原文展示 =
洛谷P3846+P4195 BSGS及扩展BSGS模板题

1. BSGS

例题：P3846 【模板】BSGS / [TJOI2007] 可爱的质数

BSGS 的 oi wiki 介绍：链接

但是我感觉还是 chebs大佬的博客 更好理解。

示例程序：

#include <bits/stdc++.h>
using namespace std;
using ll = long long;

ll p, b, n, s;
unordered_map<ll, ll> mp;

int main() {
    cin >> p >> b >> n;
    if (n == 1) {
        cout << 0 << endl;
        return 0;
    }
    s = ceill(sqrtl(p));

    for (ll i = 0, t = n; i < s; i++, t = t * b % p) {
        mp[t] = i;
    }
    ll bs = 1;
    for (int i = 0; i < s; i++) {
        (bs *= b) %= p;
    }
    for (ll i = 1, t = bs; i <= s; i++, t = t * bs % p) {
        auto it = mp.find(t);
        if (it != mp.end()) {
            ll l = i * s - (it->second);
            cout << l << endl;
            return 0;
        }
    }
    cout << "no solution\n";
    return 0;
}

双倍经验

2. 扩展BSGS（exBSGS）

例题：P4195 【模板】扩展 BSGS / exBSGS

exBSGS 的 oi wiki 介绍：链接

示例程序：

#include <bits/stdc++.h>
using namespace std;
using ll = long long;

ll gcd(ll a, ll b) {
    return b ? gcd(b, a%b) : a;
}

// 返回 a^x = b(mod m) 的最小非负整数x，没有则返回-1
ll exBSGS(ll a, ll b, ll m) {
    a %= m, b %= m;
    if (b == 1 || m == 1)
        return 0;

    ll d, ax = 1, cnt = 0;
    while ((d = gcd(a, m)) > 1) {
        if (b % d)

数据节选 =
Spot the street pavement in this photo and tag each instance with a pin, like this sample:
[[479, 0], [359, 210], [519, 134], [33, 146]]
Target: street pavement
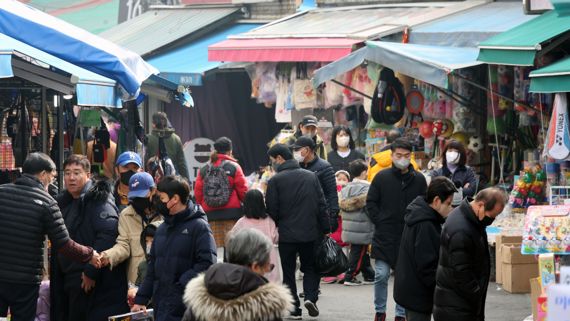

要做的事 =
(a) 在讲 BSGS 的文章里，扩展 BSGS 那一部分用的例题是哪一道？
(b) 把讲 BSGS 的文章从停住的地方接着写下去。

各题回答 =
(a) P4195 【模板】扩展 BSGS / exBSGS。

(b)
            return -1;
        m /= d;
        b /= d;
        cnt++;
        (ax *= a / d) %= m;
        if (ax == b)
            return cnt;
    }

    unordered_map<ll, ll> mp;
    ll s = ceill(sqrtl(m));

    for (ll i = 0, t = b; i < s; i++, t = t * a % m) {
        mp[t] = i;
    }

    ll base = 1;
    for (int i = 0; i < s; i++) {
        (base *= a) %= m;
    }

    for (ll i = 1, t = ax; i <= s; i++) {
        (t *= base) %= m;
        auto it = mp.find(t);
        if (it != mp.end())
            return cnt + i * s - (it->second);
    }

    return -1;
}

ll a, p, b;

int main() {
    while (~scanf("%lld%lld%lld", &a, &p, &b) && a+p+b) {
        ll res = exBSGS(a, b, p);
        if (res == -1)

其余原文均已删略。